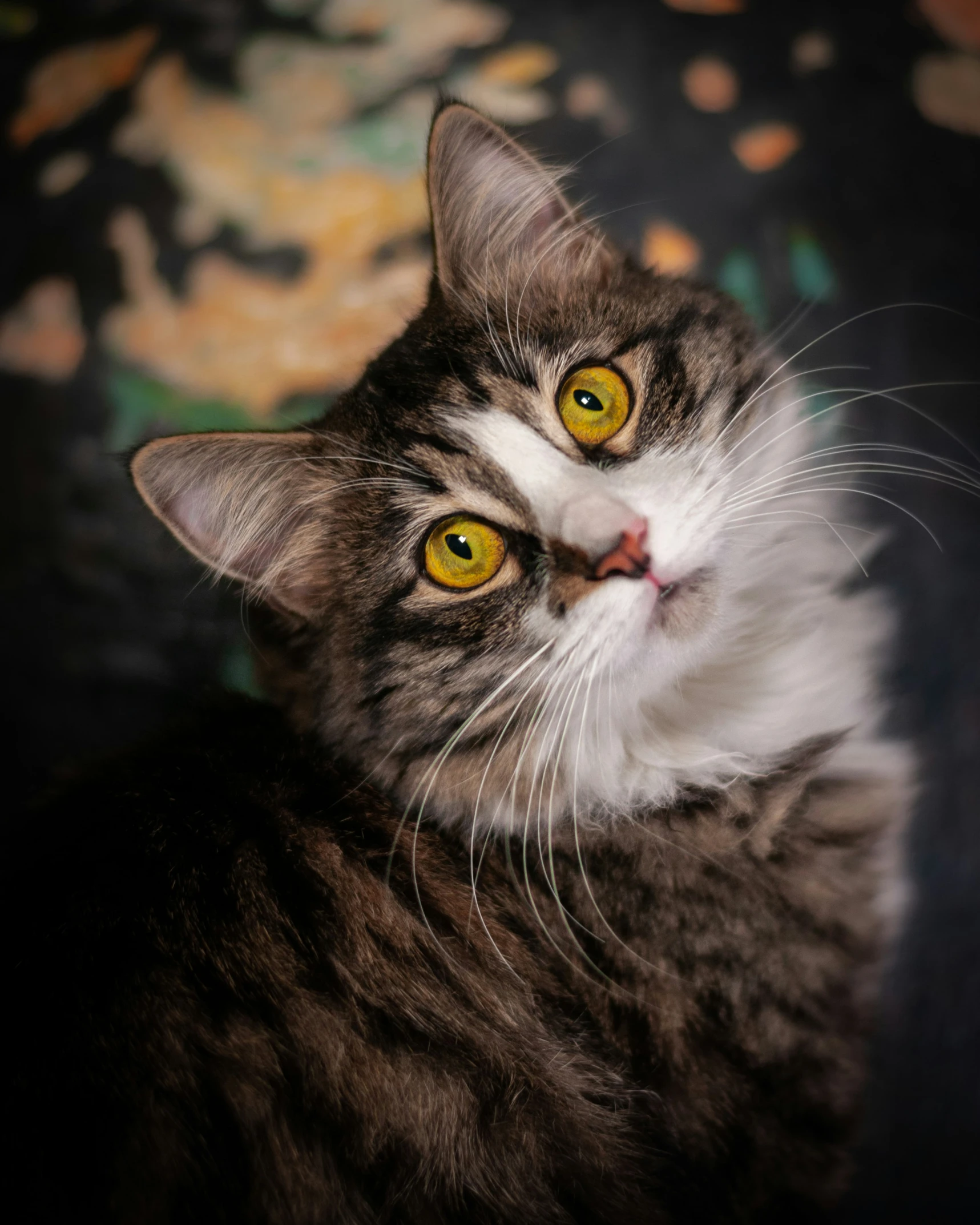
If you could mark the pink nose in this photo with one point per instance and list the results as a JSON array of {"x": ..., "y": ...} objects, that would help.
[{"x": 629, "y": 558}]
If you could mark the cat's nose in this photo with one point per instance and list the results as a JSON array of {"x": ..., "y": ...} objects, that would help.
[{"x": 629, "y": 557}]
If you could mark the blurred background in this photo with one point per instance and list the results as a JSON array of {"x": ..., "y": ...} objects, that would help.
[{"x": 212, "y": 215}]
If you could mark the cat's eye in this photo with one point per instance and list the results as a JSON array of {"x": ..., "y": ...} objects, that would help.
[
  {"x": 595, "y": 404},
  {"x": 462, "y": 551}
]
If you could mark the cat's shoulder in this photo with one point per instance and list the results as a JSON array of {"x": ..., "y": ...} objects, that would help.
[{"x": 217, "y": 804}]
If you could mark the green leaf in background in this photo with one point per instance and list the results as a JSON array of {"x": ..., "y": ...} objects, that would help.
[
  {"x": 813, "y": 276},
  {"x": 238, "y": 669},
  {"x": 141, "y": 405},
  {"x": 16, "y": 20},
  {"x": 741, "y": 277}
]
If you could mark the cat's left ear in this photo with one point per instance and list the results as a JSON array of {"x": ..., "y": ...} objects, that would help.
[
  {"x": 500, "y": 224},
  {"x": 252, "y": 506}
]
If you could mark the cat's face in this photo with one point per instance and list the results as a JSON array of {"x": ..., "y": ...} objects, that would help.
[{"x": 510, "y": 544}]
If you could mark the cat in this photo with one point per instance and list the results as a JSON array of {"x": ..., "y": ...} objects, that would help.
[{"x": 558, "y": 883}]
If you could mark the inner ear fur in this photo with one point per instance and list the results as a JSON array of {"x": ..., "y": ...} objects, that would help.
[
  {"x": 248, "y": 505},
  {"x": 501, "y": 227}
]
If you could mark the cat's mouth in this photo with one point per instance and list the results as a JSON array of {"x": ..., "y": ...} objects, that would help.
[{"x": 683, "y": 605}]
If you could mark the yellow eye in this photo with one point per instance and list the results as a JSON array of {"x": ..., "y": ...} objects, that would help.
[
  {"x": 593, "y": 404},
  {"x": 463, "y": 553}
]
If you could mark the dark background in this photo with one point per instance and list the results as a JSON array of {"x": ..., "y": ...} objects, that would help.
[{"x": 107, "y": 628}]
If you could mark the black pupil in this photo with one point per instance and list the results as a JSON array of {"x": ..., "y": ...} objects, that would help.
[
  {"x": 458, "y": 546},
  {"x": 586, "y": 400}
]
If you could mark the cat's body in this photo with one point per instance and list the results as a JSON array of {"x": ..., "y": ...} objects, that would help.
[
  {"x": 244, "y": 995},
  {"x": 570, "y": 897}
]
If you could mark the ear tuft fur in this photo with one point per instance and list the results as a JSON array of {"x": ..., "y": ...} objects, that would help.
[
  {"x": 500, "y": 221},
  {"x": 243, "y": 504}
]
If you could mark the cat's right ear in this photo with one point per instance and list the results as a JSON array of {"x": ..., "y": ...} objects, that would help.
[
  {"x": 248, "y": 505},
  {"x": 500, "y": 223}
]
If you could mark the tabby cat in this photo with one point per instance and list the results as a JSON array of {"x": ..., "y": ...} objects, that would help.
[{"x": 555, "y": 887}]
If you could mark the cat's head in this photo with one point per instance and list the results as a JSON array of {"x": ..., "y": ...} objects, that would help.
[{"x": 514, "y": 546}]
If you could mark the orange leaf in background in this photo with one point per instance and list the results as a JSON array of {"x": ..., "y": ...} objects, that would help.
[
  {"x": 669, "y": 249},
  {"x": 711, "y": 7},
  {"x": 708, "y": 84},
  {"x": 766, "y": 146},
  {"x": 42, "y": 335},
  {"x": 521, "y": 64},
  {"x": 958, "y": 21},
  {"x": 946, "y": 87},
  {"x": 68, "y": 84}
]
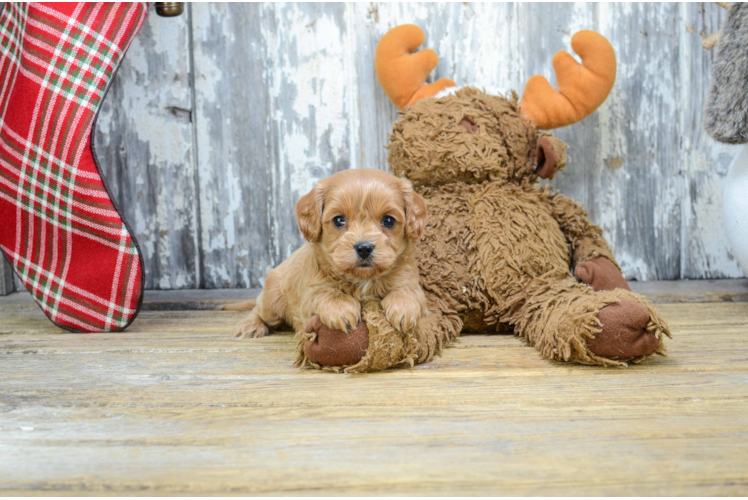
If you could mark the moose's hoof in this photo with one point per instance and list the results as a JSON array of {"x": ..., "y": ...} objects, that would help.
[
  {"x": 335, "y": 347},
  {"x": 601, "y": 274},
  {"x": 624, "y": 332}
]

- - - -

* [REQUIREMENTS] Exclude the pictures. Write out the remaining data exactly.

* [SOLUTION BELOW]
If you could mark the pink nose in this photo with one point per instance and list the results as a JSON array of {"x": ..., "y": ...} objects, that would help.
[{"x": 629, "y": 558}]
If you could mark the cat's nose in this photo with one point per instance and list the results as a JSON array of {"x": ..., "y": ...} objects, that would help.
[{"x": 629, "y": 557}]
If you could mark the blurred background in this photo with one point per instance and list the results as a JSON array of {"x": ..., "y": ...} objects, that would help.
[{"x": 212, "y": 215}]
If you could mark the cat's eye in this photo with one point per instance and list the results as a JSON array of {"x": ..., "y": ...} objects, that would help.
[
  {"x": 595, "y": 404},
  {"x": 462, "y": 551}
]
If you could mark the cat's shoulder in this photo with one point per instance and list the results as a JSON array of {"x": ..., "y": ...} objects, that would help.
[{"x": 217, "y": 804}]
If you could mark the green leaf in background in this photo with one point per instance and list the results as a JSON array of {"x": ..., "y": ...} objects, that would help.
[
  {"x": 813, "y": 276},
  {"x": 238, "y": 669},
  {"x": 141, "y": 405},
  {"x": 16, "y": 20},
  {"x": 741, "y": 277}
]
If you could mark the cat's left ear in this photo with one point per instance and list the results as a JSON array of {"x": ..., "y": ...} objects, that would help.
[
  {"x": 500, "y": 224},
  {"x": 252, "y": 506}
]
If you could mark the cat's face in this photo with one point per instance and list the results as a JSON array of {"x": ..., "y": ...} objects, that would help.
[{"x": 510, "y": 544}]
If you could mark the cat in this photo with one point per instance and list the results as a JSON array of {"x": ..., "y": ...} objects, that would help.
[{"x": 558, "y": 883}]
If you could mark the inner ear fur in this photo with one point per instance and list the results as a JSON array of {"x": ..., "y": ...} objects, that would help.
[
  {"x": 248, "y": 505},
  {"x": 501, "y": 227}
]
If you could mark the cat's mouth in this photo with one point per instance and list the results as a JSON array of {"x": ..., "y": ...} objects, that would help.
[{"x": 683, "y": 605}]
If you could mark the yellow eye in this photo with one point per instance and list the results as a JSON array of {"x": ..., "y": ...} objects, that would help.
[
  {"x": 593, "y": 404},
  {"x": 463, "y": 553}
]
If you could mark the dark background in this photo with one point per instance and list the results as a JSON array of {"x": ..., "y": ...} objects, that would help.
[{"x": 107, "y": 628}]
If you could mark the black pupil in this photo with one point per instance and list the results as a JSON array of {"x": ..., "y": ...} objects, that would help.
[
  {"x": 458, "y": 546},
  {"x": 586, "y": 400}
]
If you could mark the cat's body in this photo with one point per instance and list the results as a JSON array of {"x": ..., "y": ...} objects, that would help.
[
  {"x": 244, "y": 995},
  {"x": 570, "y": 897}
]
If you could mark the ear tuft fur in this photo with one point per instance and list the results as a JSON array of {"x": ..., "y": ...} objects, that would help.
[
  {"x": 500, "y": 221},
  {"x": 243, "y": 504}
]
If you could mark the cat's right ear in this photo with one point per instance and list the results as a JSON array of {"x": ..., "y": ...} objects, that would help.
[
  {"x": 248, "y": 505},
  {"x": 500, "y": 223}
]
If you could mark the tabby cat in this photo with one point per instance and list the results as a JSON array of {"x": ..., "y": ...} objects, that would help.
[{"x": 555, "y": 887}]
If you could mark the cat's head in this photo with one point per instance and list the results as a JSON array of {"x": ..., "y": ...} objects, that would help.
[{"x": 514, "y": 546}]
If you could mark the orange leaf in background in this photo with one point per instance and list the results as a JSON array of {"x": ..., "y": ...} objects, that would help.
[
  {"x": 669, "y": 249},
  {"x": 711, "y": 7},
  {"x": 708, "y": 84},
  {"x": 766, "y": 146},
  {"x": 42, "y": 335},
  {"x": 521, "y": 64},
  {"x": 958, "y": 21},
  {"x": 946, "y": 87},
  {"x": 68, "y": 84}
]
If you could mark the moose's hoof in this photo with one point per instance and list the results as a JSON array of {"x": ..., "y": ...} objects, that would help.
[
  {"x": 335, "y": 347},
  {"x": 601, "y": 274},
  {"x": 624, "y": 332}
]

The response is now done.